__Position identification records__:
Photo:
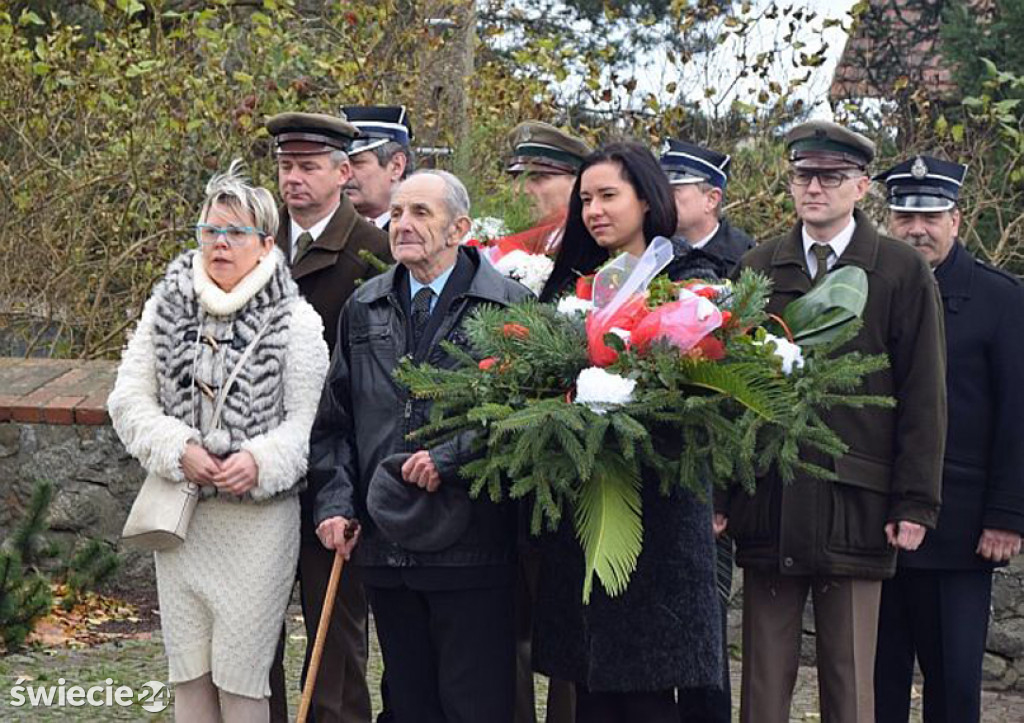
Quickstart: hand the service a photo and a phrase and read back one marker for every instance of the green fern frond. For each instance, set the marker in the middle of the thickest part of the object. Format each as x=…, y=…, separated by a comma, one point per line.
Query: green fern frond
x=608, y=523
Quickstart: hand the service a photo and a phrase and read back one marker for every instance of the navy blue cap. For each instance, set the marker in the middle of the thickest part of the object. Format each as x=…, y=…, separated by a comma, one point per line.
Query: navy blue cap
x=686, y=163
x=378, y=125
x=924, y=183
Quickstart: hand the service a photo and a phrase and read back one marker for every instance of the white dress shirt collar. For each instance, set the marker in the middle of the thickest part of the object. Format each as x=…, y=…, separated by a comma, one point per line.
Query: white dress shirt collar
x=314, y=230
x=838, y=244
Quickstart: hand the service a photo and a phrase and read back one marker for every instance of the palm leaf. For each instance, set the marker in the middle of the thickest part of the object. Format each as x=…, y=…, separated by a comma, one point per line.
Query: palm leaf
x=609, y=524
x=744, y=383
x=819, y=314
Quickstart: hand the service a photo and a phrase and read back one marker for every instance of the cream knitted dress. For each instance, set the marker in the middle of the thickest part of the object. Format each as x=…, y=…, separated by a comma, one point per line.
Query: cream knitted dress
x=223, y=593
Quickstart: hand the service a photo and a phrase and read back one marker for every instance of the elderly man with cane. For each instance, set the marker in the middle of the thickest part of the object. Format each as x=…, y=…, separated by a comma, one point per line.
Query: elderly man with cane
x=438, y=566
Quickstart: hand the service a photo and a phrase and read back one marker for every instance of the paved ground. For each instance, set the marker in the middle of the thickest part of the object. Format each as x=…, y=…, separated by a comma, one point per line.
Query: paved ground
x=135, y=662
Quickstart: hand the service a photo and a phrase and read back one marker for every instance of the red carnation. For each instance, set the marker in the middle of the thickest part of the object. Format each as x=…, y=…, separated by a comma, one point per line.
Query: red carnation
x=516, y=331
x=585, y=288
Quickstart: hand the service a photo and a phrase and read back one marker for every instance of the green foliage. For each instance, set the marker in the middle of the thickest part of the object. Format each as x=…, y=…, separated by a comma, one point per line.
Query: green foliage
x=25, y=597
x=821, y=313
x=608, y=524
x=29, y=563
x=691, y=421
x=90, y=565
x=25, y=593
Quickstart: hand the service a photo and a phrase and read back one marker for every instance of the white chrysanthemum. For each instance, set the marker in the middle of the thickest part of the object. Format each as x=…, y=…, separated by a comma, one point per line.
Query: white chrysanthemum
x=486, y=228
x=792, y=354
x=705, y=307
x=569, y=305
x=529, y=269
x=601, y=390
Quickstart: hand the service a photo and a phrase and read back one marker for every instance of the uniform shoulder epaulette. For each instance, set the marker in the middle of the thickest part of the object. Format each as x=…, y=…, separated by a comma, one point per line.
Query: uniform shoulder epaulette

...

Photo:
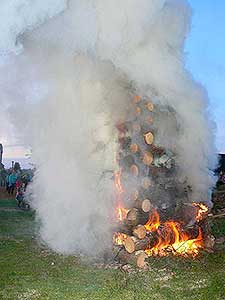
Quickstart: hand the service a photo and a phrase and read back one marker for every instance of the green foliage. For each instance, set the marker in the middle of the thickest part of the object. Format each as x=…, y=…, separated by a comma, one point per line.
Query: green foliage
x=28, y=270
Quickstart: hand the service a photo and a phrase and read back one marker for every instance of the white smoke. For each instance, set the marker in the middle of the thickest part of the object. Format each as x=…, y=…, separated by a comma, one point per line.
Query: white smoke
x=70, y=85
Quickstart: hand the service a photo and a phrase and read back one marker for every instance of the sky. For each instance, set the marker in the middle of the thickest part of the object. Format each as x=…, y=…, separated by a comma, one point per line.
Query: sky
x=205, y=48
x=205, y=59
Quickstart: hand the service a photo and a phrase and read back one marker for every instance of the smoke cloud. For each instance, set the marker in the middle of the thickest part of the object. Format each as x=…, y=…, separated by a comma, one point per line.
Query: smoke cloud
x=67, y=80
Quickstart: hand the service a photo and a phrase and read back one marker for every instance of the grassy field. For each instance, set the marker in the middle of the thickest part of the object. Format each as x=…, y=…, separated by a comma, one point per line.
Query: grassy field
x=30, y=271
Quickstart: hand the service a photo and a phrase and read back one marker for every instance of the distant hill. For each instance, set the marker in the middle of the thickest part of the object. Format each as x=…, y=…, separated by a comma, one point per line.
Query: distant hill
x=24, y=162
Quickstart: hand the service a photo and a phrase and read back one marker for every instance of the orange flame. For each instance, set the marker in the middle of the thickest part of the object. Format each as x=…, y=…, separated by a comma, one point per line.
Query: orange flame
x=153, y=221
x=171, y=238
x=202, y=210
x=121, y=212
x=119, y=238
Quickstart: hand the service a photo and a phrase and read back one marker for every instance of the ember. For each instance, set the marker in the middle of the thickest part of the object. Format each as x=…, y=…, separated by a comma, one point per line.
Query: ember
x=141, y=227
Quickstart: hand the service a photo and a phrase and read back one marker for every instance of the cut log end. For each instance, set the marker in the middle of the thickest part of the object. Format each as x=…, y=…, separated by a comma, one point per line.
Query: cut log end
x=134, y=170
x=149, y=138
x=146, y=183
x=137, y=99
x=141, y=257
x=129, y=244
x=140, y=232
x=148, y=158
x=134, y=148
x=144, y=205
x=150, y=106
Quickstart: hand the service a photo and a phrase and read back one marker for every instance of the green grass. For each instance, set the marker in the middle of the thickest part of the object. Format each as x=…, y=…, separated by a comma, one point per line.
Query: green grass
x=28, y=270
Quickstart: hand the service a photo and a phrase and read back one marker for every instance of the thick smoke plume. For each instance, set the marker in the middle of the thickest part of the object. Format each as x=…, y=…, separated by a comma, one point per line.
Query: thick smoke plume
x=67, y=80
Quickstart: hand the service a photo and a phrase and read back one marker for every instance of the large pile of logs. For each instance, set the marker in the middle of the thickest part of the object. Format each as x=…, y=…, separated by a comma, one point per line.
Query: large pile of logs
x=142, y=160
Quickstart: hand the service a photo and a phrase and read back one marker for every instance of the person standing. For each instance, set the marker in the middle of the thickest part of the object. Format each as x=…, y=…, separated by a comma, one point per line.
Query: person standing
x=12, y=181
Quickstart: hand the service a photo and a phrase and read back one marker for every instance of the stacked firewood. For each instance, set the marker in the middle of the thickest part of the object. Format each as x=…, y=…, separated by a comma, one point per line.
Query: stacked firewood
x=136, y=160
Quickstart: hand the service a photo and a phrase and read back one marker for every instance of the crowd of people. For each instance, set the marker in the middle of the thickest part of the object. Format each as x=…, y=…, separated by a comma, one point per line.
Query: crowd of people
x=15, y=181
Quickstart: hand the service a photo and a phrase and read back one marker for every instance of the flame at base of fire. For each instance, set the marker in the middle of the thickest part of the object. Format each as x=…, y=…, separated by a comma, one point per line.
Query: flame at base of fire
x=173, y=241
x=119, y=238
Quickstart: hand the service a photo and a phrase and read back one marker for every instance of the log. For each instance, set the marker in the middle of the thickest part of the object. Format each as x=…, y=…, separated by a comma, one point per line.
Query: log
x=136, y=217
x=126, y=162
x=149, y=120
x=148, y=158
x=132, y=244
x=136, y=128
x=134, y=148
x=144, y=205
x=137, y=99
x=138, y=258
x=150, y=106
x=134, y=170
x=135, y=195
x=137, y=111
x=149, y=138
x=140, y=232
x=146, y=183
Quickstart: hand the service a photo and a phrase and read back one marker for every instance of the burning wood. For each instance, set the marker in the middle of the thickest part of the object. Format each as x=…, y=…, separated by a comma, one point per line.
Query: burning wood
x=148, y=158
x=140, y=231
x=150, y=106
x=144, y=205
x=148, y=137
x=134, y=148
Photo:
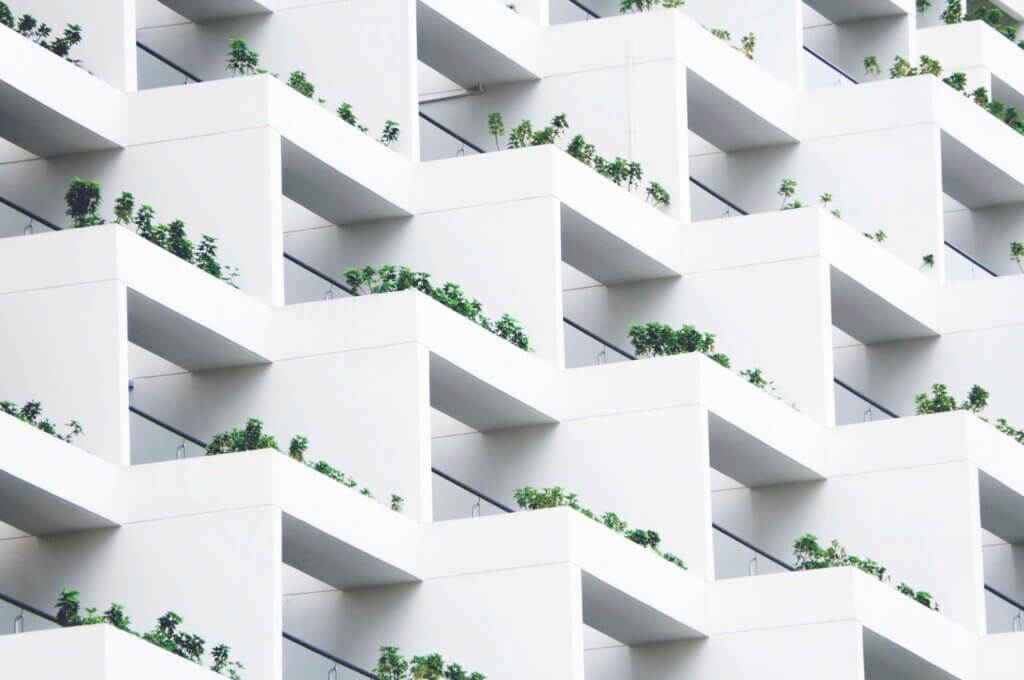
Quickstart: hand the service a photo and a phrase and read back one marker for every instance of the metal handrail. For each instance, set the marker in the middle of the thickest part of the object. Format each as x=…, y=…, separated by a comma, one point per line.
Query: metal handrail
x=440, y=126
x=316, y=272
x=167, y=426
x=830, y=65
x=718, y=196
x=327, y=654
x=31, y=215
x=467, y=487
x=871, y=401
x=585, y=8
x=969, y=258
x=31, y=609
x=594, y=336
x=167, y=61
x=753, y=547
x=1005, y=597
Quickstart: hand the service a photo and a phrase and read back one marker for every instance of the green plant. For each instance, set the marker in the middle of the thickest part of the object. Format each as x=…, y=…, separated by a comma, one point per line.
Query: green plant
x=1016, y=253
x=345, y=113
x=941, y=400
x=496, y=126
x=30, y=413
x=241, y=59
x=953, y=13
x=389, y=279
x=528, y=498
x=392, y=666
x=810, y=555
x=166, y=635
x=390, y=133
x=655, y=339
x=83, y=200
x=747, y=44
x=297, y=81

__Set exercise__: In the lines that open with the one containing "of the paved" and close with the one containing "Query: uniform shoulder epaulette", substitute "pin" for every "marker" and leave everything else unchanged. Return only those lines.

__Task solution__:
Quickstart: hand the service a photo and a phrase and read back one pin for every instance of the paved ground. For each instance, set the pin in the middle of the thickest part of the object. Format each as x=…, y=…, separated by a comma, one point per line.
Query: paved ground
x=135, y=662
Quickstart: hand the service a photo and a phrase and read back one pin for every instance of the red carnation. For each instance, set the pin in the middle of the thickest part of the object. Format each as x=…, y=…, separated by a comma, one point per line.
Query: red carnation
x=516, y=331
x=585, y=288
Quickstart: hand the service a photo and a phrase and read back one pin for every instance of the green foliage. For each instance, set the pin in the middle of the thickest part of the object. Format each as x=…, y=…, separated by a comma, one point per line.
Query: green foliage
x=25, y=597
x=821, y=313
x=608, y=524
x=29, y=563
x=691, y=421
x=90, y=565
x=25, y=593
Quickstart: hand the service a photo and a phrase and read back one pin for every instance of the white chrysanthemum. For each instance, set the pin in the middle of the thickest part of the object. Format each as x=…, y=…, separated by a comma, one point per line.
Query: white chrysanthemum
x=486, y=228
x=792, y=354
x=705, y=307
x=569, y=305
x=529, y=269
x=601, y=390
Quickstart: hand the service a photo and a phrase and read back one pin for every instance of the uniform shoulder epaulette. For each instance, set the pin in the middle of the thickest part of the object. Format each as x=…, y=…, separated by a comma, one point per line.
Query: uniform shoulder epaulette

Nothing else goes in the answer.